# QUOTED PASSAGE start
6F.Certain Events . If any event occurs of the type contemplated by the provisions of this Section 6 but not expressly provided for by such provisions (including, without limitation, the granting of stock appreciation rights, phantom stock rights or other rights with equity features), then the board of directors of the Corporation shall make an appropriate adjustment in the Conversion Price so as to protect the rights of the holders of Series A Preferred;provided that no such adjustment shall increase the Conversion Price as otherwise determined pursuant to this Section 6 or decrease the number of shares of Conversion Stock issuable upon conversion of each Share of Series A Preferred.
6G.Notices
(i) Promptly following any adjustment of the Conversion Price, the Corporation shall give written notice thereof to all holders of Series A Preferred, setting forth in reasonable detail and certifying the calculation of such adjustment.
(ii) The Corporation shall give written notice to all holders of Series A Preferred at least fifteen (15) days prior to the date on which the Corporation closes its books or takes a record (a) with respect to any dividend or distribution upon Common Stock, (b) with respect to any pro rata subscription offer to holders of Common Stock, or (c) for determining rights to vote with respect to any Organic Change, dissolution or liquidation.
# QUOTED PASSAGE end
# DATA LISTING start
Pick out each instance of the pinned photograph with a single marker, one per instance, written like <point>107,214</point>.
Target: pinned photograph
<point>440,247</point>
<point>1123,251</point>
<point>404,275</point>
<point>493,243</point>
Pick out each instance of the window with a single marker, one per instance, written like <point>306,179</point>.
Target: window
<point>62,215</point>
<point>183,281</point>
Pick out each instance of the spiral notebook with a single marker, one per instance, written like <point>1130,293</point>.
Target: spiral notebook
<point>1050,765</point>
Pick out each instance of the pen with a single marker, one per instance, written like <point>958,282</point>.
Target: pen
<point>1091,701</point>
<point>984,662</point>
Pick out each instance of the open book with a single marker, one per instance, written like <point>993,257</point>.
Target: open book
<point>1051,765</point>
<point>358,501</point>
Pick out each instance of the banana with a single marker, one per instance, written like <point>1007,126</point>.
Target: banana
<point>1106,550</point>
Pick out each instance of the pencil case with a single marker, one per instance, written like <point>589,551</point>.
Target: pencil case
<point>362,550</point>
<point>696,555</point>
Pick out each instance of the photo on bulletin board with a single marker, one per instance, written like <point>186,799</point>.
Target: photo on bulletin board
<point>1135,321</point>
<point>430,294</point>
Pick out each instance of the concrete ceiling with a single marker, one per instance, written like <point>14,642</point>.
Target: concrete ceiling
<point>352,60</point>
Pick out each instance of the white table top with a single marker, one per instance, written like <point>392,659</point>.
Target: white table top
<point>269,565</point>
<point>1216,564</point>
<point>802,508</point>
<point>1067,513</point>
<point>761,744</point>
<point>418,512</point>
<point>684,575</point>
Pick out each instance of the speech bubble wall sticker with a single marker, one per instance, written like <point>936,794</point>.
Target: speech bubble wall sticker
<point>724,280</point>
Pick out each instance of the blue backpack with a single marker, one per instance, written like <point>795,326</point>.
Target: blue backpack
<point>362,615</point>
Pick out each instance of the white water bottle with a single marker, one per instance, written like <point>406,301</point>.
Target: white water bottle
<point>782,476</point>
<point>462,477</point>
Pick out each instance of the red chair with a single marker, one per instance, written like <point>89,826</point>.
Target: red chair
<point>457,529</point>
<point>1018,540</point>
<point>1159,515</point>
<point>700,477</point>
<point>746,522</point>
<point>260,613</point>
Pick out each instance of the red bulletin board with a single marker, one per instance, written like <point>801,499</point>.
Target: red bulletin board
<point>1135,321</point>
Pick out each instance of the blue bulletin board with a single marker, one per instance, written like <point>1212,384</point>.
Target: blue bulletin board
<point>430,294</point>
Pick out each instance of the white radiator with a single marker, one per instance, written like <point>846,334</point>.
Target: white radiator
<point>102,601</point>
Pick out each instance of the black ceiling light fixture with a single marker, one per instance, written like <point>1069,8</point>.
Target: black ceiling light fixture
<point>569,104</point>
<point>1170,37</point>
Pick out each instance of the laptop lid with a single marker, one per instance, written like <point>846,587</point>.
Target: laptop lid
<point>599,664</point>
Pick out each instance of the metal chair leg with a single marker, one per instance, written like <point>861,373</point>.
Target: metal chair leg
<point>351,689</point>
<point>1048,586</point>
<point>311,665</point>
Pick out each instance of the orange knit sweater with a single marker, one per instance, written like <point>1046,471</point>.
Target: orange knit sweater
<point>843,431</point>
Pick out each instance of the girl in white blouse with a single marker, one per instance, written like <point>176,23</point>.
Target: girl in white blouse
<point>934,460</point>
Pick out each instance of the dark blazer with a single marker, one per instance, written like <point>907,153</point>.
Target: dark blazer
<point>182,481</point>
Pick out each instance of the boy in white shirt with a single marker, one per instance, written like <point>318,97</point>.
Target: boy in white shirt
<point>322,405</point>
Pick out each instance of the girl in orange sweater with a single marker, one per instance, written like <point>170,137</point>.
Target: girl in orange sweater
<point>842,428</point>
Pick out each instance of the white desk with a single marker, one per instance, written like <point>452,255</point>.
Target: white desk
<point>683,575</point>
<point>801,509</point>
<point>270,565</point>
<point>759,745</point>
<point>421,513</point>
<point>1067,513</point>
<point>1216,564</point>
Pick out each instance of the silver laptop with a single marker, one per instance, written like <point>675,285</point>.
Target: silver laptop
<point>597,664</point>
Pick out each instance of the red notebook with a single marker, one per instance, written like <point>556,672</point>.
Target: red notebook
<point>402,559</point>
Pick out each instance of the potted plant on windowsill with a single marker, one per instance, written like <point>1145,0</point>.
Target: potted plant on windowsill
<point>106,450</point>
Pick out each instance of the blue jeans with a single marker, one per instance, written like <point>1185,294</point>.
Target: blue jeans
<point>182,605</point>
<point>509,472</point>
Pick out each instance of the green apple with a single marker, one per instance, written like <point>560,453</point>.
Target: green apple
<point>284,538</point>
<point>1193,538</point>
# DATA LISTING end
WHAT THIS EXERCISE ASKS:
[1] Copy the passage of the Series A Preferred excerpt word for word, from "(ii) The Corporation" up to and including "dissolution or liquidation.".
[2] In the Series A Preferred excerpt, list each purpose for which the Corporation must give holders of Series A Preferred at least fifteen days' written notice before it closes its books or takes a record.
Nothing here depends on the records.

THE ANSWERS:
[1]
(ii) The Corporation shall give written notice to all holders of Series A Preferred at least fifteen (15) days prior to the date on which the Corporation closes its books or takes a record (a) with respect to any dividend or distribution upon Common Stock, (b) with respect to any pro rata subscription offer to holders of Common Stock, or (c) for determining rights to vote with respect to any Organic Change, dissolution or liquidation.

[2]
- Any dividend or distribution upon Common Stock
- Any pro rata subscription offer to holders of Common Stock
- Determining rights to vote with respect to any Organic Change, dissolution or liquidation